Collected data entries:
※ ※ ※
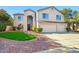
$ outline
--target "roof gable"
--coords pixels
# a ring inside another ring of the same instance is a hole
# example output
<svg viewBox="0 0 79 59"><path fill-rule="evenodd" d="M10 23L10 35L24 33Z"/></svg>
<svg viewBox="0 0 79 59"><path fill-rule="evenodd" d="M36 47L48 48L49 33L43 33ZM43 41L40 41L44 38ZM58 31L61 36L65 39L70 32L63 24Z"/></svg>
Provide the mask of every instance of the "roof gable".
※ ※ ※
Prompt: Give back, word for word, only the lines from the one containing "# a ring inside" through the closing line of the entries.

Reply to the task:
# a ring inside another ring of the same instance is a hole
# example output
<svg viewBox="0 0 79 59"><path fill-rule="evenodd" d="M10 23L10 35L24 33Z"/></svg>
<svg viewBox="0 0 79 59"><path fill-rule="evenodd" d="M36 47L48 48L49 33L43 33ZM43 41L40 41L44 38ZM58 31L61 36L65 39L70 32L63 24Z"/></svg>
Provide the mask of every instance of the "roof gable".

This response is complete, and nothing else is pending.